Required actions —
#1 List the collection tools that the article on Louisiana's Office of Debt Recovery names as ones the office already uses or will use.
#2 Write out the passage of the article on Louisiana's Office of Debt Recovery starting with "Louisiana Secretary of" and going on through "perform collection services.".
*** Opening Document text ***
Louisiana Secretary of Revenue Tim Barfield told the state Cash Management Review Board Thursday that the state’s new Office of Debt Recovery (ODR) is on schedule to be fully operational within three years. ODR will be an automated, centralized debt collection office that provides collection services for state agencies. It will include a suite of debt collection tools and will work with the Office of the Attorney General and outside collection agencies to perform collection services.

In order to prepare for ODR’s launch, the state is developing a request for proposals for an automated collections system. Deputy Secretary of Revenue Jarrod Coniglio said the RFP should be released by mid-August.

“Today, we’re working with manual processes,” Coniglio said. “The automated system will be fully scalable, and will allow ODR to increase its workload with a minimum of additional human resources.”

Collection tools already in use by ODR include the state tax refund offset from the Louisiana Department of Revenue and a federal vendor payment intercept program that allows ODR to collect final debt from payments owed to companies doing business with the federal government who have exhausted their due process. ODR will also use financial institution data match (FIDM) that allows it to identify and levy final debt payments from the bank accounts of debtors who have exhausted their due process. Already, 82 percent of financial institutions have signed up for participation in the FIDM program, which covers an estimated 90 percent of deposit accounts in the state.
*** Closing Document text ***
*** Opening Recorded information ***
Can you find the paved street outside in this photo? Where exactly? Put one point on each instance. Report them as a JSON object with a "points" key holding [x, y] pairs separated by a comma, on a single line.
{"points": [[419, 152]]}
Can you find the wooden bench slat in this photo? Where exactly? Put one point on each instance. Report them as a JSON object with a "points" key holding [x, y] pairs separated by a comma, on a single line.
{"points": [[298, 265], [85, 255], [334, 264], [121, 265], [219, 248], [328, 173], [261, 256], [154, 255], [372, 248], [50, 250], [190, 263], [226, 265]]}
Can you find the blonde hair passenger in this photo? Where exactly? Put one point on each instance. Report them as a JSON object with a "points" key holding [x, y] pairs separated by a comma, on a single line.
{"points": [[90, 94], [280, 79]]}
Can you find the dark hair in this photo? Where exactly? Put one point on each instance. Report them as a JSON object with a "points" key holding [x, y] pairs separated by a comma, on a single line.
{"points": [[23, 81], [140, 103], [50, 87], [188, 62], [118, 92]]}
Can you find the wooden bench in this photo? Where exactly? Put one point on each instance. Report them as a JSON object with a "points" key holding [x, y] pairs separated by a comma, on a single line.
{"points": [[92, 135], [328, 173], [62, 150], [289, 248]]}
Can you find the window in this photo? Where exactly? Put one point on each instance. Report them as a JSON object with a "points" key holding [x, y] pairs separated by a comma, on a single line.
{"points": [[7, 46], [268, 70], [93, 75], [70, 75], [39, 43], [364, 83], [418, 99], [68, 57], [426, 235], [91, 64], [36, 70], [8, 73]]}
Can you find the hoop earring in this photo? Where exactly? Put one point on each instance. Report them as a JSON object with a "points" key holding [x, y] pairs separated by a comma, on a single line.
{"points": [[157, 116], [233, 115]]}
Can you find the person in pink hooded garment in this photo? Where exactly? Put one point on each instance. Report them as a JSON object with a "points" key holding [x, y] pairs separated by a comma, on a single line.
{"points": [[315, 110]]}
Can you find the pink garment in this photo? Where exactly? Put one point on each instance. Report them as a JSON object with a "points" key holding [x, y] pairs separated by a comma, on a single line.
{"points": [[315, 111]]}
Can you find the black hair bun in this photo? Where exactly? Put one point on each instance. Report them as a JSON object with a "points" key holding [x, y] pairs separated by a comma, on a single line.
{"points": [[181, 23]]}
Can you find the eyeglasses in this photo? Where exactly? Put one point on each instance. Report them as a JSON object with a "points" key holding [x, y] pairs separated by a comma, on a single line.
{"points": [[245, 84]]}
*** Closing Recorded information ***
List of answers —
#1
- State tax refund offset from the Louisiana Department of Revenue
- Federal vendor payment intercept program
- Financial institution data match (FIDM)

#2
Louisiana Secretary of Revenue Tim Barfield told the state Cash Management Review Board Thursday that the state’s new Office of Debt Recovery (ODR) is on schedule to be fully operational within three years. ODR will be an automated, centralized debt collection office that provides collection services for state agencies. It will include a suite of debt collection tools and will work with the Office of the Attorney General and outside collection agencies to perform collection services.